== SHORT TASK ==
Please lay out the material from its start through the line containing "For holes, rely on the even-odd rule." as a Markdown table with columns Row and Text, numbering each line and leaving out blank lines.

== ENTRIES SUPPLIED ==
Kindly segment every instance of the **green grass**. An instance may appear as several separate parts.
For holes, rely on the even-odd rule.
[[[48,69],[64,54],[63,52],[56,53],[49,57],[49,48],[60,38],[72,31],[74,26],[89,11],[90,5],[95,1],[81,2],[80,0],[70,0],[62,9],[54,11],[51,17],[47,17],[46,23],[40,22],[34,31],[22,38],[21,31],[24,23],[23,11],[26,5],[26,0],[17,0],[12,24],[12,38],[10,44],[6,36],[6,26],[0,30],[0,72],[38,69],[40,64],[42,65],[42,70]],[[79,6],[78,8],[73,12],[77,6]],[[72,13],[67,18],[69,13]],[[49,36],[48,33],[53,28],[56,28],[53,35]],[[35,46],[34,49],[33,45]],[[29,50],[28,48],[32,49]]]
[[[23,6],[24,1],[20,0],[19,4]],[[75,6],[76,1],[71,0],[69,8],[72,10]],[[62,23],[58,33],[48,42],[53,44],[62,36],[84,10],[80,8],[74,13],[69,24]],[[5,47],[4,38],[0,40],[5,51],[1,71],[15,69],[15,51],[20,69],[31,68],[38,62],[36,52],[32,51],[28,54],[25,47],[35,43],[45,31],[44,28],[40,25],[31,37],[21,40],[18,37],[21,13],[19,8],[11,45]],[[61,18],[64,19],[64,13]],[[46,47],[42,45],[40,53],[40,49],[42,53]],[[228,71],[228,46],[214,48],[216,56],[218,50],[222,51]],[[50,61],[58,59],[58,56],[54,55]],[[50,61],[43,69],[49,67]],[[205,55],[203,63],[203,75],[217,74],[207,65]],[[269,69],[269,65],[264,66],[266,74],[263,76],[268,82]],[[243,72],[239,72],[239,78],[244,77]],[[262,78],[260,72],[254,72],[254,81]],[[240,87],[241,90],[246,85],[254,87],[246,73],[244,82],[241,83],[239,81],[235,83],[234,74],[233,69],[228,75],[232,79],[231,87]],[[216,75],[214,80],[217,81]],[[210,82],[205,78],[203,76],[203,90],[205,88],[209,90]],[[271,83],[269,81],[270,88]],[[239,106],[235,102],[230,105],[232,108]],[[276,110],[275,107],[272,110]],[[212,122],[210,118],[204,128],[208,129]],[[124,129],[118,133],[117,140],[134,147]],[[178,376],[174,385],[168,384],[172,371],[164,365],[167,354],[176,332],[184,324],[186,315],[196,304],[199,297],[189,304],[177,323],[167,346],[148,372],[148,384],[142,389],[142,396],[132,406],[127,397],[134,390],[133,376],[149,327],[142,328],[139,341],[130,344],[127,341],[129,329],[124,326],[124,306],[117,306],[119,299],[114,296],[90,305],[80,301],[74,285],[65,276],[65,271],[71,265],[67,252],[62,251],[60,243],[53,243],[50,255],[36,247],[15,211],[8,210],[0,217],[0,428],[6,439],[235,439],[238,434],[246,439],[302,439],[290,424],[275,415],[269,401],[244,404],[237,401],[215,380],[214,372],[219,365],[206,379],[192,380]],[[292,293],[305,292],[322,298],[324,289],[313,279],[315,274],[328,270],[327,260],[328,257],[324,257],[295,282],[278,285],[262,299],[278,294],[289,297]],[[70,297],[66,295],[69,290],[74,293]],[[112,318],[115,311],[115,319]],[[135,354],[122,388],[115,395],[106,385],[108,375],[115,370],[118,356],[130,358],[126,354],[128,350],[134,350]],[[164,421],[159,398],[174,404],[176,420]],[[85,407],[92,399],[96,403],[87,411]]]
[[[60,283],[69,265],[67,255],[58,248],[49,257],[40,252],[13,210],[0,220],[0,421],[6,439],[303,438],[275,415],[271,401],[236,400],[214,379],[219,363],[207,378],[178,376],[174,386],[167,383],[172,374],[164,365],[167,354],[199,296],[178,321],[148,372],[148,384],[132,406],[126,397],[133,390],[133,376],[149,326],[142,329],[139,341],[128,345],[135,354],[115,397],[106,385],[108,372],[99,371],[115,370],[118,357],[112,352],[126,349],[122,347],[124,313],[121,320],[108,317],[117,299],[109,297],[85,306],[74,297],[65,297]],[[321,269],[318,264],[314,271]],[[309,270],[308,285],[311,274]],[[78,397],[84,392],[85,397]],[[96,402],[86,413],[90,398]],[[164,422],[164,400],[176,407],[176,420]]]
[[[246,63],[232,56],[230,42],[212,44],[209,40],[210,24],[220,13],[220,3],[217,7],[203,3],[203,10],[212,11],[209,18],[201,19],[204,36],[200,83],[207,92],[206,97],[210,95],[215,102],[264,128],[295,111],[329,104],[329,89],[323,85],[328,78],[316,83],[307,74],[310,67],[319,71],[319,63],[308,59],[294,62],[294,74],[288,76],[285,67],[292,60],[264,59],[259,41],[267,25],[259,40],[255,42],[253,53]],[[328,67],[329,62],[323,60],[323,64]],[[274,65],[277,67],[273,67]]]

== RESPONSE TO THE EXERCISE ==
| Row | Text |
|---|---|
| 1 | Kindly segment every instance of the **green grass**. An instance may appear as several separate parts. |
| 2 | For holes, rely on the even-odd rule. |